# PROMPT A
Report each line in the listing below that contains the word "stone", copying the whole line.

# PAGE EXCERPT

Bestselling author/illustrator Julia Rothman shares a delightfully illustrated guide to all the beasts of the wild, from lions, tigers, and bears to musk oxen, monkeys, elephants, giraffes, foxes, badgers, bats, crocodiles, owls, flying squirrels and much, much more.
Julia Rothman's series of Anatomy books are beloved by children and adults alike. In Wildlife Anatomy, Rothman captures the excitement and distinctive attributes of wild animals around the world. The book is packed with hundreds of her charming, original illustrations, detailing the unique features of animals of the rainforest, desert, grasslands, oceans, and much more. From lions, bears, and zebras to monkeys, mongoose, bats, elephants, giraffes, hippos, and much more, Rothman's visual guide covers all the key features, right down to the anatomy of a lion's claw and a wild horse's hoof. All the illustrations are accompanied by labels, intriguing facts, and identifying details, such as: When is a Panther Not a Panther? and What Makes Aardvarks So Odd? Rothman's characteristic combination of curiosity and an artist's eye makes this wildlife treasury rich and full, and promises new discoveries every time it's opened.

# MATERIAL FOR THE TASK
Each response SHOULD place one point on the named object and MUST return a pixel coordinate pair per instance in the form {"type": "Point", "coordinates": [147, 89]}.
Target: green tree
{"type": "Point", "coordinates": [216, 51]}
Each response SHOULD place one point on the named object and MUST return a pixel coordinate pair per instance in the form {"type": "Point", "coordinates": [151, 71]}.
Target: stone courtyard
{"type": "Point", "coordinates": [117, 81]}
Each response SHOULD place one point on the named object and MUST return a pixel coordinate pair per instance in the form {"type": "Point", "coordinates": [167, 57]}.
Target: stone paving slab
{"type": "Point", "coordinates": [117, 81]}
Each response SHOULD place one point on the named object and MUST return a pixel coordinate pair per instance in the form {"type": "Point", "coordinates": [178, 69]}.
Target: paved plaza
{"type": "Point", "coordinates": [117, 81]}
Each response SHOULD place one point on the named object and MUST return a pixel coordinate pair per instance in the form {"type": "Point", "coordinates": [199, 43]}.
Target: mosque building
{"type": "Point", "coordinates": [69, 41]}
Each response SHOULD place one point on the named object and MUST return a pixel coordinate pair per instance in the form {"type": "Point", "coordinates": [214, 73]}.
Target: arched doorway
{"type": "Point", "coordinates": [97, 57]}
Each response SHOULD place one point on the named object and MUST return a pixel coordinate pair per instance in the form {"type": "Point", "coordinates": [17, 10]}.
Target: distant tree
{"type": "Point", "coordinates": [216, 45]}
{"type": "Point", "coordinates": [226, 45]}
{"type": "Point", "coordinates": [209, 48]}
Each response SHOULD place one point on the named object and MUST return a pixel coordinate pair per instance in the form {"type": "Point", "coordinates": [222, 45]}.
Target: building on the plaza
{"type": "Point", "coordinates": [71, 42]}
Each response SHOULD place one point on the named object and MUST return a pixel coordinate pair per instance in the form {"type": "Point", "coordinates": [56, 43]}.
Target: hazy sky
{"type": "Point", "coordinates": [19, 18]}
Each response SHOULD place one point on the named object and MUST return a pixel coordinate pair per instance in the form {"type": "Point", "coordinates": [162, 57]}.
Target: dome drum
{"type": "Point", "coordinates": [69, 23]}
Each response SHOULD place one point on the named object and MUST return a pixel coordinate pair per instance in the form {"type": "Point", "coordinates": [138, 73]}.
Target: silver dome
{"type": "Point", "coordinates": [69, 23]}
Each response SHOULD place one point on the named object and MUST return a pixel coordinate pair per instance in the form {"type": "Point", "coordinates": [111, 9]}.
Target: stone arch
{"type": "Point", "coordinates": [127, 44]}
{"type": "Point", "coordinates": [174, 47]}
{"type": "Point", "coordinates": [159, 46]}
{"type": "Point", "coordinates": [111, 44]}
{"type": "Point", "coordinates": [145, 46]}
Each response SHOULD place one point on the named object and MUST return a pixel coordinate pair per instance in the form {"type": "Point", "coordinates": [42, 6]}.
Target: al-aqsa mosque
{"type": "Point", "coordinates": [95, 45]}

---

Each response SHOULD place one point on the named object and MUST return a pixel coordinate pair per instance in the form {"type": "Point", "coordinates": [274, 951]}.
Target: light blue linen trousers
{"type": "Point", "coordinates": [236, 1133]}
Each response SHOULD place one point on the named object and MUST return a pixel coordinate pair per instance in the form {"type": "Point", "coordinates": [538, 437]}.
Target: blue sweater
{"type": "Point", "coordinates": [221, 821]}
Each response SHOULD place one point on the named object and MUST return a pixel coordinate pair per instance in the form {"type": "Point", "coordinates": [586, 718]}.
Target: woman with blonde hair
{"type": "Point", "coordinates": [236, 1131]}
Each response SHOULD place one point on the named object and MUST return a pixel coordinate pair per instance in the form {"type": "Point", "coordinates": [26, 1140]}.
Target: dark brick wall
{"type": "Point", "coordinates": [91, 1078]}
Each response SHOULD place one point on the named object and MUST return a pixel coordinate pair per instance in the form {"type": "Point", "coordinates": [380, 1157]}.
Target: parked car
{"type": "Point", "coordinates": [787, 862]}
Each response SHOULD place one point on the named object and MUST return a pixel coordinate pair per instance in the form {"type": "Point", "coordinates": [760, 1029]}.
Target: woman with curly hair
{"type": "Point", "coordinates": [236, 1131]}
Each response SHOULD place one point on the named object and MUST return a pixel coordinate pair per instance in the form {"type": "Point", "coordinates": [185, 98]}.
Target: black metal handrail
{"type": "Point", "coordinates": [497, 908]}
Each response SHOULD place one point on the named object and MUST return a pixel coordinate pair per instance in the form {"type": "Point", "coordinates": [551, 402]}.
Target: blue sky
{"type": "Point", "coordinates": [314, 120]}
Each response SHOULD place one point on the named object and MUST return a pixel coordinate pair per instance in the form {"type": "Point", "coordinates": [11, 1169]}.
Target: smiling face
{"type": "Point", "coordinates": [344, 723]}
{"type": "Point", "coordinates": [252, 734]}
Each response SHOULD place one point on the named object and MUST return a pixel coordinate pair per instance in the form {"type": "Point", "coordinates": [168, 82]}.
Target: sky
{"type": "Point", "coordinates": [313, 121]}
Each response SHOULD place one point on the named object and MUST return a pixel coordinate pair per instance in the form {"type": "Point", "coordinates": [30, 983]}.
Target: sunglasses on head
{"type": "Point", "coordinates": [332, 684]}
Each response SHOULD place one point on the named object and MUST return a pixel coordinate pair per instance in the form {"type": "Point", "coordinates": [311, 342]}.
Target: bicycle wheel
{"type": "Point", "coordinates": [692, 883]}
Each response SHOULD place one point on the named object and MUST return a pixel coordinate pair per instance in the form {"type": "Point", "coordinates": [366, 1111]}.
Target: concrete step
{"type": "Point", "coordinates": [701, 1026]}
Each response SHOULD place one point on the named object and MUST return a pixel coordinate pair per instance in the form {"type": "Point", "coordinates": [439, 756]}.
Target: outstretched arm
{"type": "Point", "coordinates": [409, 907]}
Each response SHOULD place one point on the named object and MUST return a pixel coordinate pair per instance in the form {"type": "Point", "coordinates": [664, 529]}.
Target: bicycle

# PROMPT B
Return the part of the book description above from "Bestselling author/illustrator Julia" to "much, much more.", copied word for word.

# OUTPUT A
Target: stone courtyard
Target: stone paving slab
Target: stone arch

# OUTPUT B
Bestselling author/illustrator Julia Rothman shares a delightfully illustrated guide to all the beasts of the wild, from lions, tigers, and bears to musk oxen, monkeys, elephants, giraffes, foxes, badgers, bats, crocodiles, owls, flying squirrels and much, much more.